### Action item
Without skipping a line, reproduce the entries exactly.

### Available data
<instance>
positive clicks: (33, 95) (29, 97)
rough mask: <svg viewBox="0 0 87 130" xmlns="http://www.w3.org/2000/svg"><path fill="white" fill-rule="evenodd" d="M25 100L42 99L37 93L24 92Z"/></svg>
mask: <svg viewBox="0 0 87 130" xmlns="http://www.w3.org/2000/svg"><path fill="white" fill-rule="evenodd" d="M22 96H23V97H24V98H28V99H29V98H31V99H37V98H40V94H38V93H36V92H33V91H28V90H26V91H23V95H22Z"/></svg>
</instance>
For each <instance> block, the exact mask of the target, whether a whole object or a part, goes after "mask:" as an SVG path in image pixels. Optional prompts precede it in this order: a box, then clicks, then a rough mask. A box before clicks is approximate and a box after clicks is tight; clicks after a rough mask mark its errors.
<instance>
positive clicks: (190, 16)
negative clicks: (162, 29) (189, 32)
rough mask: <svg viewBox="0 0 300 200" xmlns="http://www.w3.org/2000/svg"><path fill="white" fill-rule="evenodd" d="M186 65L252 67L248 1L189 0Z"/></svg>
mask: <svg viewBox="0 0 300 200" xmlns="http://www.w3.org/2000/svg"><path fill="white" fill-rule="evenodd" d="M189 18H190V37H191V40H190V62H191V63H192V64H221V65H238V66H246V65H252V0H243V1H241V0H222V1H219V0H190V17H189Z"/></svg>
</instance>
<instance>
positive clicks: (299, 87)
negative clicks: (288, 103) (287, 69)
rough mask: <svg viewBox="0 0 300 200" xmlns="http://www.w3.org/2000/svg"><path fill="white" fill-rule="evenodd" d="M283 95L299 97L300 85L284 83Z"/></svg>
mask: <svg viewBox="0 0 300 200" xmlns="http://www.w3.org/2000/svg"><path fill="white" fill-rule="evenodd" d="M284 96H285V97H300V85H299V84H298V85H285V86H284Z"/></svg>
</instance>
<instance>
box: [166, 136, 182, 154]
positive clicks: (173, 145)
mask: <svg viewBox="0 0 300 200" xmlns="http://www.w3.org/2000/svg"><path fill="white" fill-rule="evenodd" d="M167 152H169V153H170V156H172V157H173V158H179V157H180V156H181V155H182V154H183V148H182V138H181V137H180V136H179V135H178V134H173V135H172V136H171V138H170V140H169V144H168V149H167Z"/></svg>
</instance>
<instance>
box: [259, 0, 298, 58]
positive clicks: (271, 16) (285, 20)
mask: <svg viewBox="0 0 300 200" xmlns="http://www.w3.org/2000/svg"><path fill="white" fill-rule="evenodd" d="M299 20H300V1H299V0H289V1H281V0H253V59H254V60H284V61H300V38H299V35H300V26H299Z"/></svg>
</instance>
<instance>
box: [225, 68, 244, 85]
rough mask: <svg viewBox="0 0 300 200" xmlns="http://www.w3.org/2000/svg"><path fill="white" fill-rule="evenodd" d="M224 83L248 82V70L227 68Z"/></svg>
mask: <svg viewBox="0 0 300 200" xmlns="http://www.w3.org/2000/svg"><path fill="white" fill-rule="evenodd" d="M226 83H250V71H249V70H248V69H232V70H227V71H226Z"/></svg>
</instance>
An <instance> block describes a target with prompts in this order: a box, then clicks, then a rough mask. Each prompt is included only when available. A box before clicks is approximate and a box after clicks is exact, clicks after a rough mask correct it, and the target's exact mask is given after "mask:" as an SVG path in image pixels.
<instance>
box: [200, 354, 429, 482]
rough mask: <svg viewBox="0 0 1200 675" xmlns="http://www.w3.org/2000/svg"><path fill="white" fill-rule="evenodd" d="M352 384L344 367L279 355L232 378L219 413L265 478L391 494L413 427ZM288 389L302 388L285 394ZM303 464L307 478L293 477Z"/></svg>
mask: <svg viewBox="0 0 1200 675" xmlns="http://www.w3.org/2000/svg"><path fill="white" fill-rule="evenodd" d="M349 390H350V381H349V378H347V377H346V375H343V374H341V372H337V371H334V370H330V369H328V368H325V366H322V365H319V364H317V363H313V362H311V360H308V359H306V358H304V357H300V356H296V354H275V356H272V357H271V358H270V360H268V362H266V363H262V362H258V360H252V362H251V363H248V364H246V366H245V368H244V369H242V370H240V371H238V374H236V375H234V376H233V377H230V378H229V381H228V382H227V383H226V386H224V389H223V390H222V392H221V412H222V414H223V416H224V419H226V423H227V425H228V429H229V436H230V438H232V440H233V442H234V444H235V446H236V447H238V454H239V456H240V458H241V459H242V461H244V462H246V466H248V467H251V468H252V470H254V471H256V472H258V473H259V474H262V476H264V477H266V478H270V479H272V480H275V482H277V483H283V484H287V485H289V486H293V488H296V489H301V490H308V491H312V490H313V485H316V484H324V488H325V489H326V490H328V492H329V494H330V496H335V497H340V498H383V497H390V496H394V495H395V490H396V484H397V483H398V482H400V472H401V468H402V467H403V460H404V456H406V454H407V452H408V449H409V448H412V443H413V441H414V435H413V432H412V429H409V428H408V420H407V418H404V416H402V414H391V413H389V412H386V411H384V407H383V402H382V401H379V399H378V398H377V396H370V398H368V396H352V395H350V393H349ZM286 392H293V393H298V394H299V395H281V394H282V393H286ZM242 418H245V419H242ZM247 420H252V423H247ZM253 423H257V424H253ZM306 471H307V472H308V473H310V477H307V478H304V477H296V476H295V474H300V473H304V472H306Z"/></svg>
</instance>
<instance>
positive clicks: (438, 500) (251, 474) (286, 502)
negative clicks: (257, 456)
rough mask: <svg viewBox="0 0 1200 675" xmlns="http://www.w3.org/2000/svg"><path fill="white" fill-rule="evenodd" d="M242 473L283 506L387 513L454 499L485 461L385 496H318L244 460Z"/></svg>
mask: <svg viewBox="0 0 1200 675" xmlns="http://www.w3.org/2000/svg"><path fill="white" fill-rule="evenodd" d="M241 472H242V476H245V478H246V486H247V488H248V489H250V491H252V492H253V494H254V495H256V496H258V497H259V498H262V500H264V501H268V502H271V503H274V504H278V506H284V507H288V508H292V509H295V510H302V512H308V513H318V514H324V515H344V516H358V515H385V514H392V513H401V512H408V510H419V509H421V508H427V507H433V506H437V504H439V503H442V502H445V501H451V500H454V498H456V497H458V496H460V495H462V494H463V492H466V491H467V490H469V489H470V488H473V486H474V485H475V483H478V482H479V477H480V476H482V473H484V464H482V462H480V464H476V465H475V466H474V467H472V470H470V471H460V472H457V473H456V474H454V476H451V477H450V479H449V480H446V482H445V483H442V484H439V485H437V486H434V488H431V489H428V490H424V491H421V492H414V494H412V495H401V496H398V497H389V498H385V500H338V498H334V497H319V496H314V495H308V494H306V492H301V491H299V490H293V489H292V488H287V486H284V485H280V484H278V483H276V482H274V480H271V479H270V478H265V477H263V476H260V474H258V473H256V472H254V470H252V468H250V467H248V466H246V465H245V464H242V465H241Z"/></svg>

### Answer for this exercise
<instance>
positive clicks: (33, 95) (29, 97)
rough mask: <svg viewBox="0 0 87 130" xmlns="http://www.w3.org/2000/svg"><path fill="white" fill-rule="evenodd" d="M25 100L42 99L37 93L24 92Z"/></svg>
mask: <svg viewBox="0 0 87 130" xmlns="http://www.w3.org/2000/svg"><path fill="white" fill-rule="evenodd" d="M22 96H23V97H24V98H28V99H29V98H31V99H37V98H40V94H38V93H36V92H33V91H28V90H26V91H23V95H22Z"/></svg>
</instance>
For each <instance> block, the exact mask of the target, whether a whole object or a part, goes after "mask:" as an SVG path in image pixels. Optional prompts precede it in this order: a box, then clicks, then a rough mask. A box before clicks is approximate and a box after clicks is tight; clicks after a rough mask mark its errors.
<instance>
positive clicks: (190, 16)
negative clicks: (162, 29) (189, 32)
rough mask: <svg viewBox="0 0 300 200" xmlns="http://www.w3.org/2000/svg"><path fill="white" fill-rule="evenodd" d="M186 65L252 67L248 1L189 0Z"/></svg>
mask: <svg viewBox="0 0 300 200" xmlns="http://www.w3.org/2000/svg"><path fill="white" fill-rule="evenodd" d="M189 18H190V37H191V40H190V62H191V63H192V64H221V65H238V66H246V65H252V0H243V1H241V0H222V1H219V0H190V17H189Z"/></svg>
</instance>
<instance>
positive clicks: (299, 87)
negative clicks: (288, 103) (287, 69)
rough mask: <svg viewBox="0 0 300 200" xmlns="http://www.w3.org/2000/svg"><path fill="white" fill-rule="evenodd" d="M283 95L299 97L300 85L284 83Z"/></svg>
mask: <svg viewBox="0 0 300 200" xmlns="http://www.w3.org/2000/svg"><path fill="white" fill-rule="evenodd" d="M284 96H285V97H300V85H299V84H298V85H285V86H284Z"/></svg>
</instance>
<instance>
box: [166, 136, 182, 154]
positive clicks: (173, 145)
mask: <svg viewBox="0 0 300 200" xmlns="http://www.w3.org/2000/svg"><path fill="white" fill-rule="evenodd" d="M167 152H169V153H170V156H172V157H173V158H179V157H180V156H181V155H182V154H183V148H182V138H181V137H180V136H179V135H178V134H173V135H172V136H171V138H170V140H169V144H168V149H167Z"/></svg>
</instance>
<instance>
box: [259, 0, 298, 58]
positive clicks: (271, 16) (285, 20)
mask: <svg viewBox="0 0 300 200" xmlns="http://www.w3.org/2000/svg"><path fill="white" fill-rule="evenodd" d="M299 20H300V1H299V0H289V1H281V0H253V59H254V60H284V61H300V38H299V35H300V26H299Z"/></svg>
</instance>
<instance>
box: [225, 68, 244, 85]
rough mask: <svg viewBox="0 0 300 200" xmlns="http://www.w3.org/2000/svg"><path fill="white" fill-rule="evenodd" d="M224 83L248 82V70L227 68Z"/></svg>
mask: <svg viewBox="0 0 300 200" xmlns="http://www.w3.org/2000/svg"><path fill="white" fill-rule="evenodd" d="M226 83H250V71H249V70H248V69H232V70H227V71H226Z"/></svg>
</instance>
An <instance> block describes a target with prompts in this order: a box, then clicks, then a rough mask. Each prompt is included only when available. A box before clicks is approximate and a box after clicks is exact, clicks after a rough mask correct it, and the target's exact mask is given after "mask:" as an SVG path in image pixels.
<instance>
box: [200, 354, 429, 482]
rough mask: <svg viewBox="0 0 1200 675" xmlns="http://www.w3.org/2000/svg"><path fill="white" fill-rule="evenodd" d="M352 384L344 367L279 355L232 378L219 413L265 478L391 494L413 427ZM288 389L302 388L285 394ZM303 464L307 478L293 477Z"/></svg>
mask: <svg viewBox="0 0 1200 675" xmlns="http://www.w3.org/2000/svg"><path fill="white" fill-rule="evenodd" d="M349 390H350V381H349V378H347V377H346V375H343V374H341V372H337V371H334V370H330V369H328V368H325V366H322V365H319V364H317V363H313V362H311V360H308V359H306V358H304V357H300V356H296V354H275V356H272V357H271V358H270V360H268V362H266V363H262V362H258V360H252V362H251V363H248V364H246V366H245V368H244V369H242V370H240V371H238V374H236V375H234V376H233V377H230V378H229V381H228V382H227V383H226V386H224V389H223V390H222V392H221V412H222V414H223V416H224V419H226V423H227V425H228V429H229V436H230V438H232V440H233V442H234V444H235V446H236V447H238V454H239V456H240V458H241V459H242V461H244V462H246V466H248V467H251V468H252V470H254V471H256V472H258V473H259V474H262V476H264V477H266V478H270V479H272V480H275V482H277V483H283V484H287V485H289V486H293V488H296V489H301V490H308V491H312V490H313V485H316V484H324V488H325V489H326V490H328V492H329V494H330V496H335V497H340V498H383V497H390V496H394V495H395V490H396V484H397V483H398V482H400V472H401V468H402V467H403V460H404V456H406V454H407V452H408V449H409V448H412V443H413V441H414V435H413V432H412V429H409V428H408V420H407V418H404V416H402V414H391V413H389V412H386V411H384V407H383V402H382V401H379V399H378V398H377V396H370V398H368V396H352V395H350V393H349ZM286 392H293V393H298V394H299V395H281V394H282V393H286ZM242 418H245V419H242ZM247 420H252V423H247ZM253 423H257V424H253ZM306 471H307V472H308V473H310V477H307V478H304V477H296V476H295V474H300V473H304V472H306Z"/></svg>
</instance>
<instance>
positive clicks: (438, 500) (251, 474) (286, 502)
negative clicks: (257, 456)
rough mask: <svg viewBox="0 0 1200 675" xmlns="http://www.w3.org/2000/svg"><path fill="white" fill-rule="evenodd" d="M242 473L283 506L387 513L454 499L485 461L385 496H318L244 460Z"/></svg>
mask: <svg viewBox="0 0 1200 675" xmlns="http://www.w3.org/2000/svg"><path fill="white" fill-rule="evenodd" d="M241 472H242V476H245V478H246V486H247V488H248V489H250V491H252V492H253V494H254V495H256V496H258V497H259V498H262V500H264V501H268V502H271V503H274V504H278V506H284V507H288V508H292V509H295V510H302V512H308V513H318V514H324V515H344V516H358V515H385V514H392V513H401V512H408V510H419V509H421V508H427V507H433V506H437V504H439V503H442V502H445V501H451V500H454V498H456V497H458V496H460V495H462V494H463V492H466V491H467V490H469V489H470V488H473V486H474V485H475V483H478V482H479V477H480V476H482V473H484V464H482V462H480V464H476V465H475V466H474V467H472V470H470V471H460V472H457V473H456V474H454V476H451V477H450V479H449V480H446V482H445V483H442V484H439V485H437V486H434V488H431V489H428V490H424V491H421V492H414V494H412V495H401V496H398V497H389V498H385V500H338V498H334V497H319V496H314V495H308V494H306V492H301V491H299V490H293V489H292V488H287V486H284V485H280V484H278V483H276V482H274V480H271V479H270V478H265V477H263V476H260V474H258V473H256V472H254V470H252V468H250V467H248V466H246V465H245V464H242V465H241Z"/></svg>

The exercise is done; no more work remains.